▸ **Work task**
Write out all the entries below without any change.

▸ **Dataset records**
========

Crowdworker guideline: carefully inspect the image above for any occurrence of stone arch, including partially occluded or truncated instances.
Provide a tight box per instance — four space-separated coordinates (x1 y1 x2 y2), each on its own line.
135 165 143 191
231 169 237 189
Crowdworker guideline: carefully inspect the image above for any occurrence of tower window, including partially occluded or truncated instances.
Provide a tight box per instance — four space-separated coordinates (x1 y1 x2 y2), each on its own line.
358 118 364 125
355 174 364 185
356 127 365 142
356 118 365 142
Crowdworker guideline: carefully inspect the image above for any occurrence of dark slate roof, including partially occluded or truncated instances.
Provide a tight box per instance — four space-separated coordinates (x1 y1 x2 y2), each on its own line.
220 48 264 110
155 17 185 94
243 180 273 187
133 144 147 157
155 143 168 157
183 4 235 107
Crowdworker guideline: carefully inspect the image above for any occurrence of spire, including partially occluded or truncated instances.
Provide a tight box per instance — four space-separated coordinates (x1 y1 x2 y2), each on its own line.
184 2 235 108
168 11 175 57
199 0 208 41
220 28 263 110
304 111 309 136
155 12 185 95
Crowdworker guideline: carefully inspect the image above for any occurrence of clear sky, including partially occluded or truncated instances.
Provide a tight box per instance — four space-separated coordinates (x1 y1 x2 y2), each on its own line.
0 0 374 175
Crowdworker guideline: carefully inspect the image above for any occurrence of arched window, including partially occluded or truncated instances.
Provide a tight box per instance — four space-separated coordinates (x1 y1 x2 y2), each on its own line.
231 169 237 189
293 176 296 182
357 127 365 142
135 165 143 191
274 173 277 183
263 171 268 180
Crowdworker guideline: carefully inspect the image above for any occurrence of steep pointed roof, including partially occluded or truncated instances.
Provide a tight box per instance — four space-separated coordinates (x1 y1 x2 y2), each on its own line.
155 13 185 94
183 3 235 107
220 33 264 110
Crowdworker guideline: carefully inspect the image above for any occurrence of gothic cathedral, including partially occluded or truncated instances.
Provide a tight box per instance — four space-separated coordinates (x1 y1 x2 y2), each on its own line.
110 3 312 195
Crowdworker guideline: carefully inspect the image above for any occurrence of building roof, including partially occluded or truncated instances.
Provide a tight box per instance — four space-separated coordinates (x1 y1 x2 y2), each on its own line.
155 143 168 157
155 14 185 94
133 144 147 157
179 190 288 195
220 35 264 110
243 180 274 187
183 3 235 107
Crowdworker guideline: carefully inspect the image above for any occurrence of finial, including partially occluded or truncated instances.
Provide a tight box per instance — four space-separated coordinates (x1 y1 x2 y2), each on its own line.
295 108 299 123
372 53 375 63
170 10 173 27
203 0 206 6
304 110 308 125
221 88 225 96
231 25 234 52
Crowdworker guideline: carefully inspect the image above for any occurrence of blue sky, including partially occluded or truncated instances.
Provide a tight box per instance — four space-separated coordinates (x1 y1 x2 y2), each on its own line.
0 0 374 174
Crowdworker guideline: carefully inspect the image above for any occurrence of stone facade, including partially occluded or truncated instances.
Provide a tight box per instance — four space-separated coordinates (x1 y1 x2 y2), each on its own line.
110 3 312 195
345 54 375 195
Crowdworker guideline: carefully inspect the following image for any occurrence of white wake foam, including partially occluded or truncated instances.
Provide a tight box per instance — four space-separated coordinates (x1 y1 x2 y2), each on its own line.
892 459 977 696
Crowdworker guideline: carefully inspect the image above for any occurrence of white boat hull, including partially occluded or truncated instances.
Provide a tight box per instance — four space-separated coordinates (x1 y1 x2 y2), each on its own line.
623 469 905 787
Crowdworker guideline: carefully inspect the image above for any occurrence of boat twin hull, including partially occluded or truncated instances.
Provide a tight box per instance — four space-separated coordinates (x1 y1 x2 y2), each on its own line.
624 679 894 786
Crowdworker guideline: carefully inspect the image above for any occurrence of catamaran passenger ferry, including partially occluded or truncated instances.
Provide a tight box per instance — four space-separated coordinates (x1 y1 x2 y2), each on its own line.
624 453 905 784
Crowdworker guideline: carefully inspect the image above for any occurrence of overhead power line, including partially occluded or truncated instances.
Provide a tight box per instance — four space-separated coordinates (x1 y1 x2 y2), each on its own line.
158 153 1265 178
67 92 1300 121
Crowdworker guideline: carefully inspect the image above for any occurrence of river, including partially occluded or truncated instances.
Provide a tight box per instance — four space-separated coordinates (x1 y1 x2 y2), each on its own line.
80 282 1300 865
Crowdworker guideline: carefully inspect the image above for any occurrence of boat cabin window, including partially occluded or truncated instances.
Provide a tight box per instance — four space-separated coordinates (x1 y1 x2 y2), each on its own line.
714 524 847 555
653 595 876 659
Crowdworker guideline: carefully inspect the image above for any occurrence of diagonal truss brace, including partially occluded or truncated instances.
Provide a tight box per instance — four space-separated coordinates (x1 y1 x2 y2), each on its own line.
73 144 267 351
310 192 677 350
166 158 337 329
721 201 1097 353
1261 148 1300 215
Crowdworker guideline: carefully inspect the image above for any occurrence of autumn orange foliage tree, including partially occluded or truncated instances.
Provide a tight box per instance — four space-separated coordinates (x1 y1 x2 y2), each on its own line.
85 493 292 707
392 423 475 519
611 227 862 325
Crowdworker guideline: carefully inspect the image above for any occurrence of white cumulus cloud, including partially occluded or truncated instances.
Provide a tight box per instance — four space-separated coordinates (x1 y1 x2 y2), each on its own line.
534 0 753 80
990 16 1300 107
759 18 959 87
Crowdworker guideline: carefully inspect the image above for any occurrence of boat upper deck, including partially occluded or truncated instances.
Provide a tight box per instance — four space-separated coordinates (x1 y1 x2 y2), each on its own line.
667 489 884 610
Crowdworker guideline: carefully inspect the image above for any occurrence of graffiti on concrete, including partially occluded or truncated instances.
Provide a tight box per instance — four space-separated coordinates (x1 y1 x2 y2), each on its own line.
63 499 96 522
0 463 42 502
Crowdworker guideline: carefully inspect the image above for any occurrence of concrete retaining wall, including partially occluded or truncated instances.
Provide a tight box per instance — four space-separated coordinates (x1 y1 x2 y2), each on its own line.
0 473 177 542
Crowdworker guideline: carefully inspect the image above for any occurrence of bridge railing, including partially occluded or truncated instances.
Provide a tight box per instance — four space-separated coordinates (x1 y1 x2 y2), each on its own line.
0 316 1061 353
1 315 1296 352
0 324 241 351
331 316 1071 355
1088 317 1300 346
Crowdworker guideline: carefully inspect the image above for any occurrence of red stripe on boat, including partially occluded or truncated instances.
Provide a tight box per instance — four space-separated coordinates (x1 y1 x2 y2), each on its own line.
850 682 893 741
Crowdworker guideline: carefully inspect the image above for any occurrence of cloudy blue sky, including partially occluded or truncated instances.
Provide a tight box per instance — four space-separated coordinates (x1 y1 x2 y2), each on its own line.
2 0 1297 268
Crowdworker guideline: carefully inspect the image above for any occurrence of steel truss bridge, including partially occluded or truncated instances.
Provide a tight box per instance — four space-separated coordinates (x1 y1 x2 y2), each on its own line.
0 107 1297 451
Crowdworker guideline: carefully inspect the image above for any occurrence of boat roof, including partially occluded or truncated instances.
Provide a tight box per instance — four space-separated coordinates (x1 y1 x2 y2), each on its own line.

========

▸ **Response box**
Crowdworker guideline: carefully inspect the image above for any occurrence of stone arch, including partially occluded or truncated instances.
Provide a tight box per instance — four space-separated coordinates (x1 y1 x2 y2), each on its own line.
135 165 143 191
231 169 237 189
Crowdworker guideline: carefully inspect the image above for any occurrence of tower window, including partially occluded or truncated instances.
Provide a tight box per instance — four space-separated coordinates (x1 y1 x2 y2), each on its own line.
358 118 364 125
355 174 364 185
356 127 365 142
356 118 365 142
Crowdworker guideline: carefully inspect the image above for any occurrence of dark slate roof, including partially occluded or truncated instances.
Provide a tight box per instance — four space-separated coordinates (x1 y1 x2 y2), each on its own line.
220 48 264 110
155 17 185 94
243 180 273 187
133 144 147 157
155 143 168 157
183 4 235 107
Crowdworker guideline: carefully inspect the image above for any occurrence of spire, including partially occluded or truncated instances.
Provide a tight box per instance — four space-separated coordinates (x1 y1 x2 y2), each on its own line.
184 2 235 108
168 11 175 57
199 0 208 41
220 28 263 110
304 111 309 136
155 12 185 95
Crowdworker guideline: carefully inspect the image above for any occurrence of clear sky, including partially occluded or truncated instances.
Provide a tight box per instance — four space-separated coordinates (x1 y1 x2 y2), each on its own line.
0 0 374 175
Crowdworker guideline: carefully inspect the image above for any occurrence of arched window, including partially occluded or truncated instances.
Provide a tight box per instance — four space-separated coordinates (x1 y1 x2 y2), each on its own line.
231 169 237 189
293 176 296 182
357 127 365 142
135 165 143 191
274 173 277 183
263 171 268 180
Crowdworker guideline: carefully inspect the image above for any occurrence of steep pointed roof, including partially occluded or truncated instances.
Provide a tight box per instance — four space-separated coordinates (x1 y1 x2 y2), each on its own line.
155 13 185 94
183 3 235 107
220 33 264 110
Crowdworker guideline: carefully inspect the image above for any occurrence of gothic cathedral, including partially occluded or truncated instances.
Provide a tight box per instance — four space-separated coordinates (x1 y1 x2 y2), each on its own line.
110 3 312 195
Crowdworker guideline: carefully inspect the image above for any occurrence of building roof, including partially occluded or truncated instances.
Provide a tight box per instance — four space-separated coordinates (x1 y1 x2 y2), each on its own line.
155 143 168 157
155 14 185 94
133 144 147 157
179 190 288 195
220 35 264 110
243 180 274 187
183 3 235 107
Crowdworker guideline: carefully inspect the image above for any occurrence of finial, including partially occluded or truncated instances.
Provide a tight box per instance — four space-separated coordinates (x1 y1 x2 y2), each on its own line.
295 108 299 123
372 53 375 63
170 10 173 27
203 0 206 6
304 110 308 125
221 88 225 96
231 25 234 52
Crowdworker guideline: carefully inspect the image above for any occurrence of blue sky, including partially occluded or truncated instances.
Provide a tight box per instance — four space-separated coordinates (x1 y1 x2 y2), each on its own line.
0 0 374 174
Crowdworker guideline: carefully inspect the image above for any occurrence of stone facade, including partially occluded or truncated instances.
Provide a tight box per instance — four space-separated coordinates (x1 y1 x2 y2), each on its own line.
110 3 312 195
345 54 375 195
Crowdworker guideline: carefully inspect the following image for any occurrence of white wake foam, including partially occluded or truncated instances.
Provide a tight box per instance — four space-separated coordinates (x1 y1 x2 y2), each on its own line.
892 459 977 696
Crowdworker guideline: carefully inspect the image above for any occurrence of white boat hull, including partially occluded or truncated instances.
Provide a tight box per instance — four space-separated coordinates (x1 y1 x2 y2), each on its own line.
623 469 905 787
Crowdworker guideline: carefully inspect the image above for any occurrence of boat twin hull, including partially occluded or truncated instances.
Provide a tight box per instance — four space-separated coordinates (x1 y1 x2 y2), each on its own line.
624 679 894 786
Crowdworker guideline: carefully inspect the image above for any occurrence of catamaran passenger ferry, including partially occluded or truncated instances.
Provide a tight box per instance — four space-separated coordinates (x1 y1 x2 y2), each on its own line.
624 453 905 784
Crowdworker guideline: carefully inspect the image above for any occurrence of overhead power line, including partially occluded or truncated instances.
Provide a tight box per instance — four space-separated coordinates (x1 y1 x2 y2), each on its own line.
158 153 1265 178
67 92 1300 121
Crowdworker guideline: carefully inspect the image above for any occurrence of river, including partially occluded or truncated instances.
Provide a tight box per instance — four space-separated coordinates (x1 y1 x2 y2), each on its own line.
80 282 1300 865
Crowdworker guideline: carefully inspect the image above for any occurrence of boat cabin window, including partially occluded or truncated instances.
Provide a tight box per instance — four space-separated coordinates (x1 y1 x2 y2), each on its own line.
714 524 847 555
653 595 876 659
Crowdworker guideline: carefully inspect the image above for any occurrence of diagonal truss brace, including partially occluded or truncated instances.
Provide a tight box per instance — four space-separated coordinates (x1 y1 x2 y2), each on its own line.
73 144 267 351
310 192 677 350
166 158 337 329
721 201 1097 353
1261 148 1300 215
Crowdworker guideline: carefully inspect the image above for any occurrence of autumn orange foliage tree, including partially occluded or truncated instances.
Provide a tight box per instance — four space-separated coordinates (x1 y1 x2 y2), each on its own line.
85 493 292 707
392 423 475 519
611 227 862 325
Crowdworker guideline: carefully inspect the image above for any occurrence of white cumulus cloud, including partially occluded or truncated instances.
Provide a tight box per instance — four space-separated coordinates (x1 y1 x2 y2), each on its own line.
534 0 753 80
990 16 1300 107
759 18 959 87
Crowdworker guideline: carefully inspect the image above for any occurrence of boat upper deck, including partially occluded or truncated instances.
Provide a tight box per instance — four space-separated coordinates (x1 y1 x2 y2), each on its own line.
667 489 884 610
Crowdworker guideline: carefully inspect the image above for any occurrence of graffiti on concrete, including partially occluded or truncated instances.
Provide a tight box per instance — four space-separated coordinates (x1 y1 x2 y2), each on its own line.
63 499 96 522
0 463 42 502
Crowdworker guideline: carefully inspect the image above for any occurrence of concrete retaining wall, including partially occluded or truncated instances.
Provide a tight box per instance — four space-separated coordinates (x1 y1 x2 y2), each on its own line.
0 473 177 542
Crowdworker guideline: carefully inspect the image above for any occurrence of bridge railing, including partially occluded or truncated instances.
Provide a tight box per instance — four space-separated coordinates (x1 y1 x2 y2), each on its own line.
0 316 1061 353
1 315 1296 352
0 324 241 351
331 316 1071 355
1088 317 1300 346
Crowdworker guideline: carefully inspect the image above for any occurrence of red stripe on boat, including partially occluded or truncated instances.
Provide a tight box per instance — four space-separated coordinates (x1 y1 x2 y2), each on its own line.
850 682 893 741
Crowdworker guideline: carefully inspect the image above for any occurrence of cloudy blue sky, including partially occluded or truncated instances.
Provide a tight box per instance — four space-separated coordinates (x1 y1 x2 y2), each on its own line.
2 0 1297 268
Crowdworker guideline: carefully inspect the image above for any occurrence of steel truss bridge, including partially occluded or truncated instances.
Provide a tight box per instance — four space-separated coordinates (x1 y1 x2 y2), each on its own line.
0 107 1297 451
Crowdworker guideline: carefully inspect the image above for any occurrence of boat roof, including partially occluded or truncated instances.
Provide a tight box per instance — four space-separated coordinates (x1 y1 x2 y2), each on its own line.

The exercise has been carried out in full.